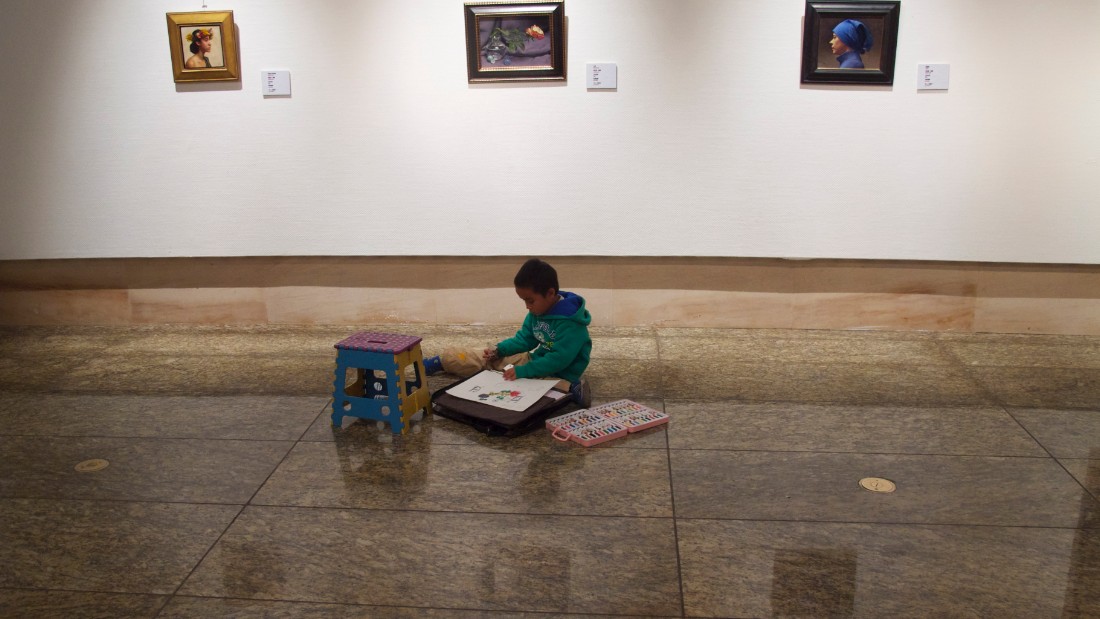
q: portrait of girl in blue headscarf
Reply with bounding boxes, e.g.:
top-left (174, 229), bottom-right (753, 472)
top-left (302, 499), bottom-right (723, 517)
top-left (828, 20), bottom-right (875, 69)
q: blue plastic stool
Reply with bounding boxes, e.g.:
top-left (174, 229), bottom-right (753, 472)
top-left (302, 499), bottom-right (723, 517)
top-left (332, 331), bottom-right (431, 434)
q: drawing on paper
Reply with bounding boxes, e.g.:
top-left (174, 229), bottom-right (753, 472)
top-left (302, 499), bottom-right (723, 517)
top-left (447, 371), bottom-right (558, 410)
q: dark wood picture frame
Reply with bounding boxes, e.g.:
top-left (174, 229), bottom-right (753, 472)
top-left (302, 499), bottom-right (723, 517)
top-left (463, 1), bottom-right (565, 84)
top-left (802, 0), bottom-right (901, 85)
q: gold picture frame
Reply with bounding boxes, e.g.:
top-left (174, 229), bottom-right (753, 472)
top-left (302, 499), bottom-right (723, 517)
top-left (166, 11), bottom-right (241, 84)
top-left (463, 0), bottom-right (565, 84)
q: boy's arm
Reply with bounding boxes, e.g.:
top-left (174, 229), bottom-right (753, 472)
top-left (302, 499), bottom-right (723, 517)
top-left (516, 325), bottom-right (589, 378)
top-left (496, 313), bottom-right (539, 357)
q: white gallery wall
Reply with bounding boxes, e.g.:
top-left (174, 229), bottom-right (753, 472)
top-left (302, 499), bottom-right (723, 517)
top-left (0, 0), bottom-right (1100, 264)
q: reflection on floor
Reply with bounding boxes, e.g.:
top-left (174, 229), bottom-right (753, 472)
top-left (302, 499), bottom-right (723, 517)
top-left (0, 325), bottom-right (1100, 618)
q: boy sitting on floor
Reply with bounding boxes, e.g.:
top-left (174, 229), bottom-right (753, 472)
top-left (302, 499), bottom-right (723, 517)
top-left (424, 258), bottom-right (592, 408)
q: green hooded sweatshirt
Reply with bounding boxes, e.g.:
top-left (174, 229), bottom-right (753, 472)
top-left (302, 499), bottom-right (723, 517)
top-left (496, 292), bottom-right (592, 383)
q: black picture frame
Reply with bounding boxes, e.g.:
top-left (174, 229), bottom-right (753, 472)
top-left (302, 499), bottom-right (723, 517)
top-left (463, 1), bottom-right (565, 84)
top-left (802, 0), bottom-right (901, 86)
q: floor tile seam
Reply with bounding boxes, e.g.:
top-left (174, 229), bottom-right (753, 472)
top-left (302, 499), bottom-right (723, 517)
top-left (660, 356), bottom-right (954, 369)
top-left (0, 433), bottom-right (301, 443)
top-left (236, 502), bottom-right (675, 521)
top-left (669, 446), bottom-right (1057, 460)
top-left (664, 397), bottom-right (1007, 411)
top-left (0, 585), bottom-right (172, 598)
top-left (1003, 407), bottom-right (1100, 504)
top-left (298, 439), bottom-right (667, 455)
top-left (675, 516), bottom-right (1100, 533)
top-left (0, 495), bottom-right (248, 508)
top-left (160, 589), bottom-right (683, 618)
top-left (168, 503), bottom-right (248, 602)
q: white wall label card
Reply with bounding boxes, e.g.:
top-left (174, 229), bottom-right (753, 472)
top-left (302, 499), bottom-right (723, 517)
top-left (260, 71), bottom-right (290, 97)
top-left (916, 65), bottom-right (952, 90)
top-left (585, 63), bottom-right (618, 88)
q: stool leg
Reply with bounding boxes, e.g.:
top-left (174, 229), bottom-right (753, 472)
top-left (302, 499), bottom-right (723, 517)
top-left (332, 358), bottom-right (348, 428)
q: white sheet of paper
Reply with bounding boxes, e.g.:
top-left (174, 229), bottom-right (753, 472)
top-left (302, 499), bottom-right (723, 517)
top-left (447, 369), bottom-right (558, 410)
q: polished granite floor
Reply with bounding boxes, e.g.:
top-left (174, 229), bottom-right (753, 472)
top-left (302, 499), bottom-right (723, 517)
top-left (0, 325), bottom-right (1100, 618)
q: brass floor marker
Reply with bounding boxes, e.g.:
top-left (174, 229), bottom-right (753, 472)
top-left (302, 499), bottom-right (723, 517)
top-left (859, 477), bottom-right (898, 493)
top-left (73, 458), bottom-right (111, 473)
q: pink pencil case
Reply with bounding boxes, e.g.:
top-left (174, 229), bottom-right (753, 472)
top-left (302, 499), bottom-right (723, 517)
top-left (547, 400), bottom-right (669, 447)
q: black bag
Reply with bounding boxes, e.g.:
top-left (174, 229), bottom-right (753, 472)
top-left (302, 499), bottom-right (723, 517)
top-left (431, 376), bottom-right (573, 436)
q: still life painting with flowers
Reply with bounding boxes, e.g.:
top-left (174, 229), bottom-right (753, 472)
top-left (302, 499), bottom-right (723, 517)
top-left (465, 2), bottom-right (565, 81)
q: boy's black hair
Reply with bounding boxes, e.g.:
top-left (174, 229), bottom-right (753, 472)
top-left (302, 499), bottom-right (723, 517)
top-left (515, 258), bottom-right (561, 296)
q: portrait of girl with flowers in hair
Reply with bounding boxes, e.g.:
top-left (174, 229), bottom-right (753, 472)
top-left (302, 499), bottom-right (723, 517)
top-left (184, 26), bottom-right (222, 69)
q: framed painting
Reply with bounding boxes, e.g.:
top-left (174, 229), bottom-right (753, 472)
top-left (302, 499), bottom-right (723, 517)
top-left (802, 0), bottom-right (901, 85)
top-left (463, 2), bottom-right (565, 84)
top-left (167, 11), bottom-right (241, 82)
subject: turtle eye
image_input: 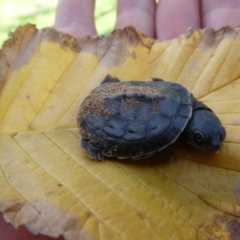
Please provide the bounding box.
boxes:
[194,131,207,145]
[221,127,226,141]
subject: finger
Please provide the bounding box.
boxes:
[55,0,97,38]
[115,0,156,37]
[202,0,240,30]
[0,215,63,240]
[156,0,201,40]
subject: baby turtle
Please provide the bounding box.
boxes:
[77,75,226,160]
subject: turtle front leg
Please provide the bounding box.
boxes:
[157,144,176,157]
[80,138,105,162]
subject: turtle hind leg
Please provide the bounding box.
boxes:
[157,144,176,157]
[80,138,105,162]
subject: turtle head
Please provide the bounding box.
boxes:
[183,103,226,152]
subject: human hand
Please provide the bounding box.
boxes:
[55,0,240,40]
[0,0,240,240]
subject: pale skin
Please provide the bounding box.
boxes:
[0,0,240,240]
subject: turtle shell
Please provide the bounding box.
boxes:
[77,79,192,159]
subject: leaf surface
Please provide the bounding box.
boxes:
[0,24,240,239]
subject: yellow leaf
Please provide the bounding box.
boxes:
[0,24,240,239]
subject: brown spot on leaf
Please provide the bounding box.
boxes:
[199,214,240,240]
[226,219,240,240]
[131,51,137,59]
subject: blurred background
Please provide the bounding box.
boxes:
[0,0,116,48]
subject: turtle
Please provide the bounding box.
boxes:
[77,75,226,161]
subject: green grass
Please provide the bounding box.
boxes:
[0,0,116,47]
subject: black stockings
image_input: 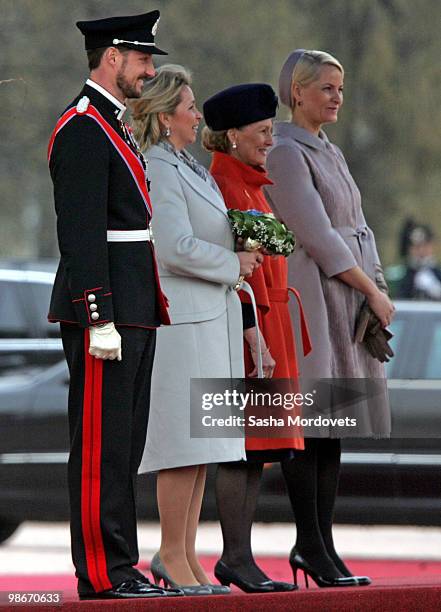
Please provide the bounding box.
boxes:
[216,461,268,582]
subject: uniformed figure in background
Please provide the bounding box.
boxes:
[48,11,180,599]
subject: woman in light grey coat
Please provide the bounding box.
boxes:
[133,65,263,594]
[266,49,393,586]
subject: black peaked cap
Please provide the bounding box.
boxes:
[203,83,278,131]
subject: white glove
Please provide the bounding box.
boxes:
[243,327,276,378]
[89,323,122,361]
[413,268,441,300]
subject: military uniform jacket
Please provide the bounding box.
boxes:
[48,84,168,327]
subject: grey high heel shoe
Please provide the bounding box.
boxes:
[150,553,214,595]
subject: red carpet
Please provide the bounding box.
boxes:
[0,557,441,612]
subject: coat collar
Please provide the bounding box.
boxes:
[274,121,329,151]
[210,151,273,188]
[147,145,227,216]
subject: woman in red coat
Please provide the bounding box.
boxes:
[202,83,310,592]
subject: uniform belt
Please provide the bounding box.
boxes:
[107,228,152,242]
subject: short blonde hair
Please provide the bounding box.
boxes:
[202,126,231,153]
[130,64,191,150]
[291,50,345,107]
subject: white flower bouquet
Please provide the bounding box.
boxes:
[228,209,295,257]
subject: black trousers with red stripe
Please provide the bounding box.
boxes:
[61,324,156,594]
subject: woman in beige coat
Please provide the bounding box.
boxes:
[128,65,263,595]
[266,49,393,586]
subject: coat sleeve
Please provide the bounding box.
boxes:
[265,145,357,278]
[149,159,240,285]
[50,117,113,327]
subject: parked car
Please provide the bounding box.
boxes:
[0,266,441,542]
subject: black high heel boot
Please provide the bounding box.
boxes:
[289,548,358,588]
[214,561,298,593]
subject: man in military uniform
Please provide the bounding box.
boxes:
[49,11,180,599]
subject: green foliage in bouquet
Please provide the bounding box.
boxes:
[228,209,295,257]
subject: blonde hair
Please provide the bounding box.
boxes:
[202,126,231,153]
[291,50,345,108]
[130,64,191,150]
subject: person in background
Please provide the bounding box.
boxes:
[202,83,309,592]
[48,11,182,599]
[397,219,441,300]
[265,49,394,587]
[133,65,263,595]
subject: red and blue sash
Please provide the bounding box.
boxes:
[47,104,153,218]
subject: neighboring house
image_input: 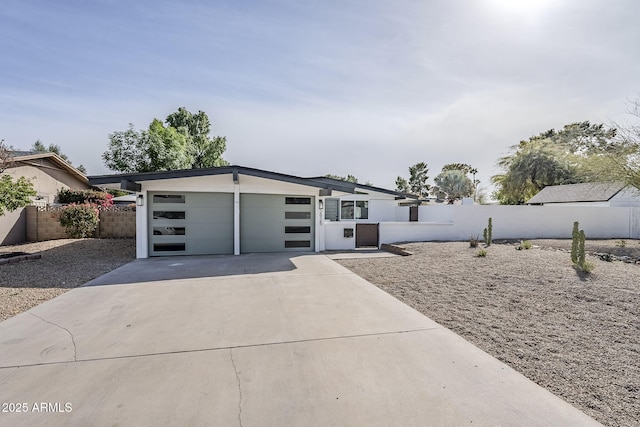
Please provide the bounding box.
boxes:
[0,152,91,245]
[527,182,640,207]
[89,166,416,258]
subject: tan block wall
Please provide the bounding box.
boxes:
[27,206,136,242]
[98,210,136,238]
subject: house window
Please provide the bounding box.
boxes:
[340,200,369,219]
[324,199,338,221]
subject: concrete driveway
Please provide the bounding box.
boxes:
[0,254,599,427]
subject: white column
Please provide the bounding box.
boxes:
[233,184,240,255]
[136,191,151,258]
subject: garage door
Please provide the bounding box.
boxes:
[240,194,315,252]
[149,192,233,256]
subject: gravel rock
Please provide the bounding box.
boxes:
[339,240,640,426]
[0,239,135,321]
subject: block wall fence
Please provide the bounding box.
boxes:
[26,206,136,242]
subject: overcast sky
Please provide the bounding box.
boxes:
[0,0,640,195]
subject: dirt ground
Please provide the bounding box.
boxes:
[0,239,136,321]
[339,240,640,426]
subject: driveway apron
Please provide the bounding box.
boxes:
[0,253,599,427]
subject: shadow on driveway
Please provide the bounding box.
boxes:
[83,252,300,286]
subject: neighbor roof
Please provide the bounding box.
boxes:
[89,165,412,197]
[527,182,625,205]
[9,151,89,183]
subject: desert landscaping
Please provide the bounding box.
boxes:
[0,239,640,426]
[340,240,640,426]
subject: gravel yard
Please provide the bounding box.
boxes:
[339,240,640,426]
[0,239,135,321]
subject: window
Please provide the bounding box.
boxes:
[284,212,311,219]
[284,226,311,234]
[153,227,186,236]
[284,197,311,205]
[153,194,185,203]
[340,200,354,219]
[153,211,186,219]
[153,243,185,252]
[324,199,338,221]
[284,240,311,248]
[340,200,369,219]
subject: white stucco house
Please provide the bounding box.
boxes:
[89,166,417,258]
[527,182,640,207]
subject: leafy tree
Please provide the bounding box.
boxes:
[491,121,618,204]
[166,107,229,169]
[434,169,473,202]
[102,107,228,172]
[396,176,411,193]
[0,139,13,173]
[409,162,431,197]
[30,139,87,174]
[0,175,36,216]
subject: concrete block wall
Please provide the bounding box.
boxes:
[97,210,136,238]
[26,206,136,242]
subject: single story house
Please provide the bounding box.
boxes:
[527,182,640,207]
[0,152,91,245]
[89,166,417,258]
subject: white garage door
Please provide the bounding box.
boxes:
[240,194,315,253]
[149,192,233,256]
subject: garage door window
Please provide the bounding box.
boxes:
[153,211,186,219]
[153,194,186,203]
[340,200,369,219]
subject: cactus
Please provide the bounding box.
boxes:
[571,221,580,264]
[487,218,493,246]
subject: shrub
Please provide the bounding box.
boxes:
[60,204,100,239]
[57,188,113,208]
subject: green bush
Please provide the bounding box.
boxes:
[60,204,100,239]
[57,188,113,208]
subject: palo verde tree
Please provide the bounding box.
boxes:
[396,162,431,197]
[102,107,228,172]
[491,121,616,204]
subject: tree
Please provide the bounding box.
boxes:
[491,121,617,204]
[102,107,228,172]
[29,139,87,174]
[434,169,473,202]
[0,139,13,173]
[0,175,36,216]
[396,176,411,194]
[166,107,229,169]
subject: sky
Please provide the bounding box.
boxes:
[0,0,640,193]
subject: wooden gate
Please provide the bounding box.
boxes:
[356,224,378,248]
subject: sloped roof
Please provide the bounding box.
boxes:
[527,182,625,205]
[9,151,89,184]
[89,165,411,198]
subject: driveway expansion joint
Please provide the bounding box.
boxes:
[28,311,78,362]
[229,348,242,427]
[0,328,444,372]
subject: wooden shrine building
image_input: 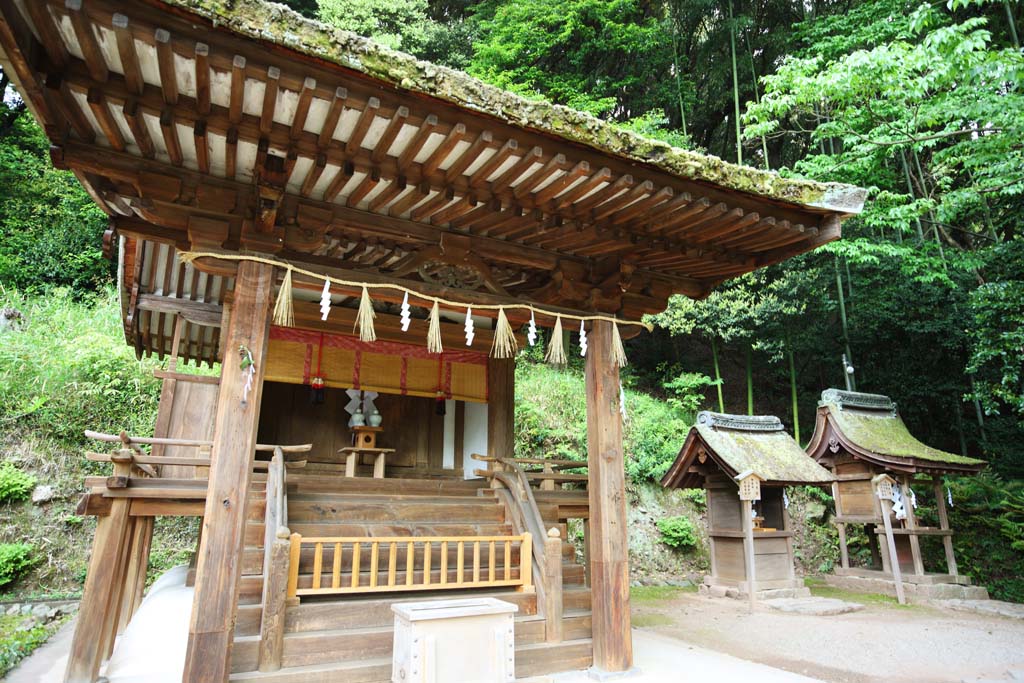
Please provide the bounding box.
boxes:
[807,389,987,601]
[662,411,833,597]
[0,0,864,683]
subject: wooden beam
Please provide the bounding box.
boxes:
[182,261,274,681]
[586,321,633,674]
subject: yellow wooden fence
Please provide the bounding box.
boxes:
[288,532,534,598]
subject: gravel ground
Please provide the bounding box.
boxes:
[633,593,1024,683]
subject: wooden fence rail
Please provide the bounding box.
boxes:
[288,532,534,598]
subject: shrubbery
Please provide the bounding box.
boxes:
[0,462,36,503]
[0,543,34,588]
[656,515,698,550]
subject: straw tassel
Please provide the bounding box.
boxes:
[355,287,377,342]
[610,323,627,368]
[490,308,519,358]
[273,268,295,328]
[427,301,444,353]
[544,315,568,366]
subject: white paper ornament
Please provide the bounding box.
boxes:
[464,306,476,346]
[401,292,413,332]
[321,280,331,321]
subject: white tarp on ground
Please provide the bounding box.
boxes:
[103,565,194,683]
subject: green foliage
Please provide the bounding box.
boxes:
[515,356,693,481]
[0,614,67,678]
[0,290,160,445]
[0,104,112,296]
[0,462,36,503]
[0,543,35,588]
[655,515,699,550]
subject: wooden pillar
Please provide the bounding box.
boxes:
[182,261,274,683]
[586,321,633,673]
[742,501,758,612]
[900,476,925,577]
[487,358,515,458]
[933,477,956,577]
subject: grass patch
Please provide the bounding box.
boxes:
[0,614,71,678]
[632,612,676,629]
[630,586,697,604]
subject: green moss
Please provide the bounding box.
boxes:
[166,0,866,213]
[828,403,984,465]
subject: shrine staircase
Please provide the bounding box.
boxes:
[230,470,592,683]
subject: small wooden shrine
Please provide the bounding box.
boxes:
[807,389,985,600]
[662,411,833,596]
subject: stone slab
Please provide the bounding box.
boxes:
[935,599,1024,618]
[761,598,864,616]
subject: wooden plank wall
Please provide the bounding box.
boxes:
[259,382,456,474]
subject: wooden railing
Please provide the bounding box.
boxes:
[288,532,534,598]
[472,454,564,643]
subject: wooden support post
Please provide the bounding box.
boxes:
[544,526,563,643]
[879,498,906,605]
[65,499,129,683]
[742,501,758,612]
[182,261,274,683]
[586,321,633,673]
[487,358,515,458]
[900,476,925,577]
[933,477,956,577]
[259,532,292,671]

☆ ☆ ☆ ☆

Copy the entries above word for word, starting with the line that contains "q: polished granite floor" and ending with the line that contains "top-left (465, 2), bottom-right (565, 81)". Include both of those lines.

q: polished granite floor
Reply with bounding boxes, e.g.:
top-left (174, 229), bottom-right (753, 472)
top-left (302, 499), bottom-right (723, 517)
top-left (0, 325), bottom-right (1100, 618)
q: brass floor marker
Reply with bounding boxes, e.g.:
top-left (174, 229), bottom-right (753, 472)
top-left (302, 499), bottom-right (723, 517)
top-left (859, 477), bottom-right (898, 493)
top-left (73, 458), bottom-right (111, 473)
q: pink pencil case
Reply with bounding boxes, e.g.:
top-left (174, 229), bottom-right (753, 472)
top-left (302, 499), bottom-right (723, 517)
top-left (547, 400), bottom-right (669, 447)
q: black bag
Reply with bounding boxes, e.g.:
top-left (174, 229), bottom-right (753, 472)
top-left (302, 499), bottom-right (723, 517)
top-left (431, 376), bottom-right (573, 436)
q: still life painting with flowers
Reply with bounding boxes, e.g.:
top-left (174, 229), bottom-right (753, 472)
top-left (302, 499), bottom-right (723, 517)
top-left (465, 2), bottom-right (565, 81)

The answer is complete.